Work required:
Please count the lines in the records below that contain the string "spoon" and reply with that number alone.

Material shown:
+-------+

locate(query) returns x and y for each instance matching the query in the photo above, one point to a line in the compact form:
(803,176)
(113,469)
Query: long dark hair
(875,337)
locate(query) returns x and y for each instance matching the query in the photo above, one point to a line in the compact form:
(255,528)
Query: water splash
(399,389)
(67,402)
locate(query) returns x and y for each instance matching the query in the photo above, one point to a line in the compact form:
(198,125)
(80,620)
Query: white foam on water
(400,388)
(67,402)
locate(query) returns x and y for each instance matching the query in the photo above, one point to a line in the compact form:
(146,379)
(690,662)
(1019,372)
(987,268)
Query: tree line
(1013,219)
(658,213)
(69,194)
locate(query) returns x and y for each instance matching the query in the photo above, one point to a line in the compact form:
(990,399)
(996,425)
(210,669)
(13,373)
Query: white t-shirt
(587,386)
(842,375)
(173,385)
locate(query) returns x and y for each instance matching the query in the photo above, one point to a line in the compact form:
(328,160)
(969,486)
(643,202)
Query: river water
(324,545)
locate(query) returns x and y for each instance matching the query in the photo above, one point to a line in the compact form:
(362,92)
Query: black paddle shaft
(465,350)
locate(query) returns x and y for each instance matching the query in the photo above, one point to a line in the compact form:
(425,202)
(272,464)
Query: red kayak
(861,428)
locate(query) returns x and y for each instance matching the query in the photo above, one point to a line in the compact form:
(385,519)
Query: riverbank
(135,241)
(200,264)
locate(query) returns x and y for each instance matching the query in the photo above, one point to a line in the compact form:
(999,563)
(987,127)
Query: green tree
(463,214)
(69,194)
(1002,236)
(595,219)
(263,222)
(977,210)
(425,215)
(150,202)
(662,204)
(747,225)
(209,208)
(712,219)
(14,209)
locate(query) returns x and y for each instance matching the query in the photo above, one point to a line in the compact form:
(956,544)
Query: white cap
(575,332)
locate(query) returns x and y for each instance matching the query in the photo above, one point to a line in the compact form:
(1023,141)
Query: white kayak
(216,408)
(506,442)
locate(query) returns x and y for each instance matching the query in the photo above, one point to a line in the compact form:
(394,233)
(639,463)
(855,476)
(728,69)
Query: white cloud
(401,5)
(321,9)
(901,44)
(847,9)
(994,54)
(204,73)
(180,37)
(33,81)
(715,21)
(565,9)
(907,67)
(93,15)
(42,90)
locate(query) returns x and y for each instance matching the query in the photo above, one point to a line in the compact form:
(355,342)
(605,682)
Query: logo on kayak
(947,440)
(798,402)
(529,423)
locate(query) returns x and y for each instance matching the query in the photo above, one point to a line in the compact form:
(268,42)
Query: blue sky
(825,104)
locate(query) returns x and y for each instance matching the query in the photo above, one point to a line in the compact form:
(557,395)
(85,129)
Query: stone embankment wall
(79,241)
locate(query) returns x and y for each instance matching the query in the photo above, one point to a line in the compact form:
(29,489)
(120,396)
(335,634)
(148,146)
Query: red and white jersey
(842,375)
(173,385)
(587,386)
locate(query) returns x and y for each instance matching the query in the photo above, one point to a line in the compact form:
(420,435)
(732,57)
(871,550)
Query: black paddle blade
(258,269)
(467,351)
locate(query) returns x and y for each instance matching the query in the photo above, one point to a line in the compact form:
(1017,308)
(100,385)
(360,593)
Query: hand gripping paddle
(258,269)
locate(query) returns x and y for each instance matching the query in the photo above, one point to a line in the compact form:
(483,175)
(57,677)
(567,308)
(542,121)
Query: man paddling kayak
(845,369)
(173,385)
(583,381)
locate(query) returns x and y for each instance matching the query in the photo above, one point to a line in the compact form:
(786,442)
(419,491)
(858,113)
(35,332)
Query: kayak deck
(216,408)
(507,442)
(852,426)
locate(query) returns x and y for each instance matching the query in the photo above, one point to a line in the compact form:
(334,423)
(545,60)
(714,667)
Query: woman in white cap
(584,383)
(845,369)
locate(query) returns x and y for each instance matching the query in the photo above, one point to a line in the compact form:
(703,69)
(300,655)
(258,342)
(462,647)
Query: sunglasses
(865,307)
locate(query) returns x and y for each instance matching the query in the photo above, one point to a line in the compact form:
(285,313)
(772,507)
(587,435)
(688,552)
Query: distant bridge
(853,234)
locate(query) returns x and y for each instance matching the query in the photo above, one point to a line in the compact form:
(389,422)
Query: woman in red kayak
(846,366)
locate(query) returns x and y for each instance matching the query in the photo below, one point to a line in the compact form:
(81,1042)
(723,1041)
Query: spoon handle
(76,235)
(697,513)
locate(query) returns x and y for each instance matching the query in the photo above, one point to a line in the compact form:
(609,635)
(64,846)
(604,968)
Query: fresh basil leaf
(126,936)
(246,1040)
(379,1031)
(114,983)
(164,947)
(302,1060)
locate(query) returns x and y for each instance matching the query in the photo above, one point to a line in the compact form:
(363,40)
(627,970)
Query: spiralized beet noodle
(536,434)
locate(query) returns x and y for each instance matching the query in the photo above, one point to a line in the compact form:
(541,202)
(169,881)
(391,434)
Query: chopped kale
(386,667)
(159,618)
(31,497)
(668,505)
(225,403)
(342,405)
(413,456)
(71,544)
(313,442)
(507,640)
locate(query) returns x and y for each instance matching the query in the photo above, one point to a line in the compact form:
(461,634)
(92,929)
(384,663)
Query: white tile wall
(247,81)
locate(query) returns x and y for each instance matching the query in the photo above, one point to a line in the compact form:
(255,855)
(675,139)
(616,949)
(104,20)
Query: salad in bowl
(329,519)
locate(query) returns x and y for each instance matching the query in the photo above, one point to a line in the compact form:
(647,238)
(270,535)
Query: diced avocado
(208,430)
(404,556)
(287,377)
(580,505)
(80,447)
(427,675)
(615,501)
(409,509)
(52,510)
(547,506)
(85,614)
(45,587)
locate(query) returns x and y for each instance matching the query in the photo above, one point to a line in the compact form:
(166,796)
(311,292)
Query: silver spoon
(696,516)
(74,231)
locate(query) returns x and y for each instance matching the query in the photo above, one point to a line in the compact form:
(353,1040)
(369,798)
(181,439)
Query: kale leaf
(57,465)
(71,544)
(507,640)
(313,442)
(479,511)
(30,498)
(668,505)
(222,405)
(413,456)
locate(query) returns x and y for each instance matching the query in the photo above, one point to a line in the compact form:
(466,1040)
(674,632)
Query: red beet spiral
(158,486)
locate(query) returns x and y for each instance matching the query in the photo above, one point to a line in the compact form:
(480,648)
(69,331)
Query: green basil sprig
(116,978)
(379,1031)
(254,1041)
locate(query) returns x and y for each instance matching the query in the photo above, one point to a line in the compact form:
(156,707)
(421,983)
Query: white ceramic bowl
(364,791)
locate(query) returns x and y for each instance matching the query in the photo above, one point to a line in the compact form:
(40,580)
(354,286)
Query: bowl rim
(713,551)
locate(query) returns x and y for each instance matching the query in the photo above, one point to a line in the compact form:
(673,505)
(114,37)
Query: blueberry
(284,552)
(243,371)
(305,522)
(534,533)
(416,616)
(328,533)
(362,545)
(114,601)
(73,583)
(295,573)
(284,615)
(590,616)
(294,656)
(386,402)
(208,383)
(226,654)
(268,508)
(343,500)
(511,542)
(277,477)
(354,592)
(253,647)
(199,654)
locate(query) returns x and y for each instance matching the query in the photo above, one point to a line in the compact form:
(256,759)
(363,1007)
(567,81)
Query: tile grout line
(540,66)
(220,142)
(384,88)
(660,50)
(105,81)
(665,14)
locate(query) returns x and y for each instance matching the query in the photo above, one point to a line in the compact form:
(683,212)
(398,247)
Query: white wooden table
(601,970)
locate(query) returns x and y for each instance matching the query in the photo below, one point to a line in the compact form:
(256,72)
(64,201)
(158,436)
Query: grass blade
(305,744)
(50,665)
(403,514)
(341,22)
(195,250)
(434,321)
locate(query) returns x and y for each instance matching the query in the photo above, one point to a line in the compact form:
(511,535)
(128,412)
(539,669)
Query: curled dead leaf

+-------+

Output below:
2